DATA IN THIS EXERCISE
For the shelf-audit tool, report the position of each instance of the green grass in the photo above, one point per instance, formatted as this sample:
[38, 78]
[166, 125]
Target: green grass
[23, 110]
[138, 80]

WHAT YOU WILL DO
Retype all the material exactly, missing nothing.

EXERCISE SOLUTION
For the shelf-audit tool, report the position of each instance of the green grass in the photo above, one point per instance, formatted as this sample:
[38, 78]
[166, 125]
Target: green grass
[23, 110]
[138, 80]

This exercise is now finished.